Segment Start: Supplied information
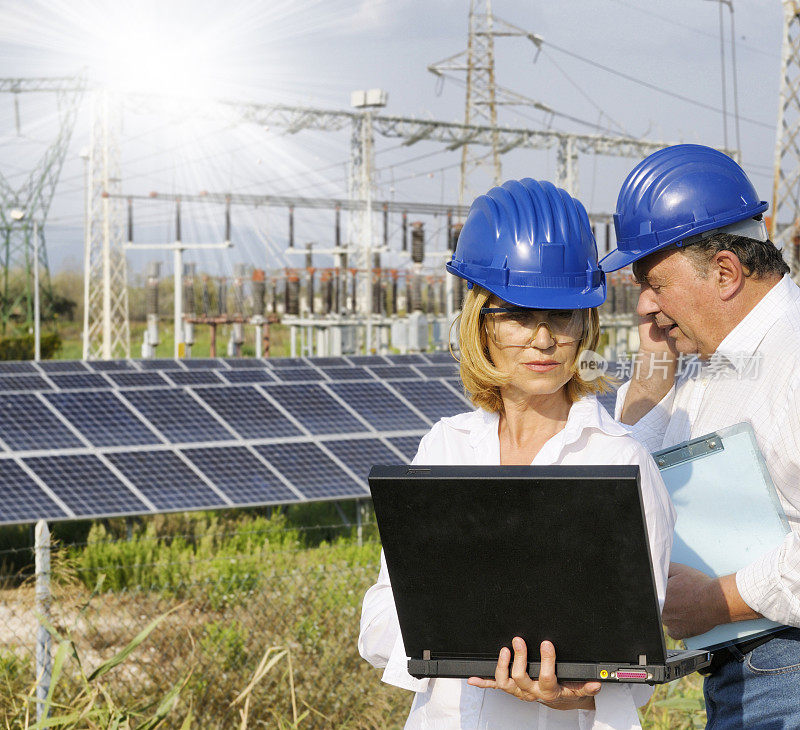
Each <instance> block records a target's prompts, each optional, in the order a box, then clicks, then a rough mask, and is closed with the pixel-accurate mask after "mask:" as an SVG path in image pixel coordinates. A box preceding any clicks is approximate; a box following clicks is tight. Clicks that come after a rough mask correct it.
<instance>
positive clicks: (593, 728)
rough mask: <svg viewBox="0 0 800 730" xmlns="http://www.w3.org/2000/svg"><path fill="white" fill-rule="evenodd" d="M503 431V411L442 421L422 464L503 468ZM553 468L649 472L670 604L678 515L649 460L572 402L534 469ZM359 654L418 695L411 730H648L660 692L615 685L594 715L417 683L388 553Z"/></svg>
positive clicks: (595, 710) (464, 690) (374, 587)
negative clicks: (400, 629) (673, 535)
mask: <svg viewBox="0 0 800 730" xmlns="http://www.w3.org/2000/svg"><path fill="white" fill-rule="evenodd" d="M498 424H499V416H498V414H496V413H488V412H486V411H483V410H480V409H479V410H476V411H473V412H470V413H462V414H460V415H457V416H453V417H451V418H443V419H442V420H441V421H439V422H438V423H436V424H435V425H434V426H433V428H432V429H431V430H430V432H429V433H428V434H426V435H425V436H424V437H423V439H422V441H421V442H420V445H419V450H418V451H417V455H416V457H415V458H414V463H415V464H464V465H468V464H476V465H477V464H497V465H499V464H500V439H499V434H498ZM552 464H638V465H639V466H640V467H641V485H642V495H643V500H644V508H645V515H646V518H647V530H648V535H649V540H650V554H651V555H652V556H653V563H654V573H655V576H656V587H657V591H658V596H659V600H660V602H661V604H662V605H663V601H664V593H665V588H666V576H667V570H668V568H669V554H670V550H671V548H672V530H673V527H674V524H675V512H674V509H673V507H672V503H671V502H670V499H669V495H668V493H667V490H666V487H665V486H664V482H663V481H662V479H661V475H660V474H659V471H658V468H657V467H656V465H655V463H654V462H653V459H652V457H651V456H650V454H649V453H648V452H647V451H646V449H644V448H643V447H642V446H641V444H639V442H638V441H636V439H634V438H633V437H632V436H631V435H630V434H629V431H628V430H627V428H625V427H622V426H621V425H620V424H618V423H616V422H615V421H614V420H613V419H612V418H611V416H610V415H609V414H608V412H607V411H606V410H605V408H603V406H602V405H600V403H599V401H598V400H597V399H596V398H595V397H593V396H592V397H587V398H583V399H582V400H580V401H578V402H577V403H574V404H573V405H572V407H571V408H570V412H569V416H568V418H567V423H566V425H565V427H564V429H563V430H562V431H560V432H559V433H557V434H556V435H555V436H553V437H552V438H550V439H549V440H548V441H547V442H546V443H545V444H544V446H542V448H541V450H540V451H539V453H538V454H537V455H536V457H535V458H534V460H533V462H532V465H533V466H544V465H552ZM358 650H359V652H360V653H361V656H362V657H364V659H366V660H367V661H368V662H370V664H372V665H373V666H375V667H378V668H382V667H385V670H384V673H383V681H384V682H387V683H389V684H392V685H396V686H398V687H403V688H404V689H409V690H413V691H415V692H416V695H415V698H414V702H413V705H412V707H411V713H410V715H409V717H408V720H407V722H406V726H405V727H406V730H423V729H424V730H455V729H456V728H457V729H458V730H478V729H481V730H483V729H488V728H492V729H495V728H498V729H501V728H508V729H509V730H511V729H513V730H519V729H520V728H538V729H539V730H543V729H544V728H547V729H548V730H568V729H569V730H578V729H581V730H585V729H588V728H593V730H601V729H602V730H610V729H611V728H614V729H615V730H621V729H623V728H625V729H627V728H639V727H640V725H639V720H638V715H637V712H636V707H637V705H643V704H644V703H645V702H647V700H648V699H649V697H650V694H651V693H652V688H650V687H647V686H646V685H630V684H625V685H612V684H606V685H603V687H602V689H601V690H600V693H599V694H598V695H596V696H595V706H596V710H595V711H587V710H568V711H565V710H553V709H551V708H549V707H546V706H544V705H541V704H539V703H537V702H525V701H523V700H520V699H517V698H516V697H512V696H511V695H509V694H507V693H505V692H502V691H501V690H491V689H489V690H484V689H481V688H479V687H472V686H470V685H468V684H467V682H466V680H460V679H430V680H428V679H415V678H414V677H412V676H411V675H410V674H409V673H408V671H407V669H406V667H407V657H406V652H405V648H404V647H403V639H402V636H401V635H400V627H399V624H398V622H397V611H396V609H395V605H394V598H393V596H392V588H391V585H390V583H389V574H388V571H387V569H386V561H385V560H384V557H383V553H381V570H380V575H379V576H378V582H377V583H376V584H375V585H374V586H372V587H371V588H370V589H369V590H368V591H367V593H366V595H365V596H364V605H363V609H362V614H361V633H360V636H359V638H358ZM557 652H558V647H556V653H557Z"/></svg>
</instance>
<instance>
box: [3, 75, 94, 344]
mask: <svg viewBox="0 0 800 730" xmlns="http://www.w3.org/2000/svg"><path fill="white" fill-rule="evenodd" d="M84 90H85V81H84V79H83V76H77V77H75V78H30V79H0V92H5V93H10V94H13V95H14V111H15V118H16V126H17V134H20V129H21V124H20V113H19V94H23V93H25V94H29V93H53V94H55V96H56V102H57V108H58V115H59V127H58V134H57V135H56V138H55V140H53V142H52V143H51V144H50V146H49V147H48V148H47V150H46V151H45V153H44V154H43V155H42V157H41V158H40V159H39V161H38V162H37V163H36V165H35V166H34V167H33V169H32V170H31V171H30V172H29V173H28V175H27V178H26V180H25V182H24V183H23V184H22V185H21V186H20V187H14V186H13V185H11V183H10V182H9V181H8V179H7V178H6V177H5V176H4V175H3V174H2V172H0V237H1V238H0V275H1V276H2V281H1V282H0V328H1V329H2V332H3V333H6V331H7V328H8V323H9V321H10V320H12V319H13V320H15V321H16V322H17V323H19V324H22V325H26V324H27V325H30V324H31V323H32V322H33V319H34V298H35V296H34V273H33V269H34V265H33V258H34V255H35V254H34V252H35V251H36V250H37V249H38V258H39V270H40V272H41V273H40V278H41V281H42V283H41V290H42V291H43V292H44V297H43V299H44V301H45V303H47V302H48V301H52V291H51V288H50V276H49V272H48V265H47V250H46V248H45V243H44V224H45V221H46V220H47V213H48V211H49V210H50V204H51V203H52V201H53V194H54V193H55V188H56V185H57V183H58V178H59V176H60V174H61V168H62V167H63V165H64V157H65V156H66V153H67V148H68V147H69V141H70V139H71V137H72V130H73V128H74V126H75V116H76V114H77V111H78V105H79V103H80V99H81V97H82V95H83V92H84ZM34 236H36V237H37V238H38V239H39V240H38V242H37V243H38V246H37V245H36V244H35V243H34Z"/></svg>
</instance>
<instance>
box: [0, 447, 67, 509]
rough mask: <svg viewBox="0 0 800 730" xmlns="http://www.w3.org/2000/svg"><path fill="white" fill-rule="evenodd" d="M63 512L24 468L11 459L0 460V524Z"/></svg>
mask: <svg viewBox="0 0 800 730" xmlns="http://www.w3.org/2000/svg"><path fill="white" fill-rule="evenodd" d="M66 516H67V514H66V512H64V511H63V510H62V509H61V508H60V507H59V506H58V505H57V504H56V503H55V502H54V501H53V500H52V499H50V497H49V496H48V495H47V494H46V493H45V492H43V491H42V490H41V489H40V488H39V485H38V484H36V482H35V481H33V479H31V478H30V477H29V476H28V475H27V474H26V473H25V470H24V469H22V468H21V467H20V466H18V465H17V464H16V463H15V462H14V461H12V460H11V459H2V460H0V524H7V523H8V524H13V523H15V522H35V521H36V520H48V519H58V518H62V517H66Z"/></svg>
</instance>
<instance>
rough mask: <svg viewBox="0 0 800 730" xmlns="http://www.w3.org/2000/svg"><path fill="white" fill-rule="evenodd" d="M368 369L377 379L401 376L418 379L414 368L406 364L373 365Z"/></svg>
mask: <svg viewBox="0 0 800 730" xmlns="http://www.w3.org/2000/svg"><path fill="white" fill-rule="evenodd" d="M370 370H371V371H372V372H373V373H374V374H375V375H376V376H377V377H378V379H379V380H400V379H402V378H405V379H406V380H408V379H409V378H413V379H414V380H419V375H418V374H417V372H416V370H414V369H413V368H411V367H410V366H408V365H373V366H371V367H370Z"/></svg>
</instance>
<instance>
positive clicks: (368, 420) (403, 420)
mask: <svg viewBox="0 0 800 730" xmlns="http://www.w3.org/2000/svg"><path fill="white" fill-rule="evenodd" d="M328 387H329V388H330V389H331V390H332V391H334V392H335V393H336V394H337V395H338V396H340V397H341V398H342V399H343V400H344V401H346V402H347V404H348V405H350V406H351V407H352V408H353V410H355V411H356V412H357V413H358V414H359V415H360V416H361V417H362V418H364V419H366V420H367V421H369V423H370V424H371V425H372V426H373V427H375V428H376V429H378V430H379V431H412V430H419V429H426V430H427V429H428V428H430V424H429V423H426V422H425V421H423V420H422V419H421V418H420V417H419V416H417V415H416V414H415V413H413V412H412V411H411V410H410V409H409V408H408V407H407V406H406V405H404V404H403V403H402V402H401V401H399V400H398V399H397V398H396V397H395V396H394V395H392V393H390V392H389V391H388V390H387V389H386V388H384V387H383V386H382V385H381V384H380V383H360V382H359V383H354V382H349V383H330V384H329V385H328Z"/></svg>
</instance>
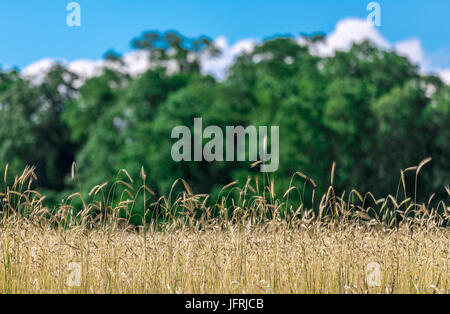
Segment End: Supplied information
### Aim of the task
Retype each line of the data exactly, beginning with the first; include the line containing "positive clicks: (595, 710)" and stop there, skipping every picture.

### Answer section
Each <instance> block records a target's prompts, each optional, in the order a box, then clicks, then a rough mask, and is closed with the pixel-accurate mask after "mask:" as an SVG path in image pixel coordinates. A box preceding any clicks is approximate; a box following clicks is tight. Clicks that come after a rough mask correct it.
<instance>
positive clicks: (593, 728)
rough mask: <svg viewBox="0 0 800 730" xmlns="http://www.w3.org/2000/svg"><path fill="white" fill-rule="evenodd" d="M503 431V411L442 421L422 464L503 468ZM553 468L649 472L670 604L678 515L649 460L572 402L534 469ZM359 654L418 695L411 730H648L660 692L615 685L594 715L417 683L388 553Z"/></svg>
positive clicks: (595, 710) (464, 690) (374, 587)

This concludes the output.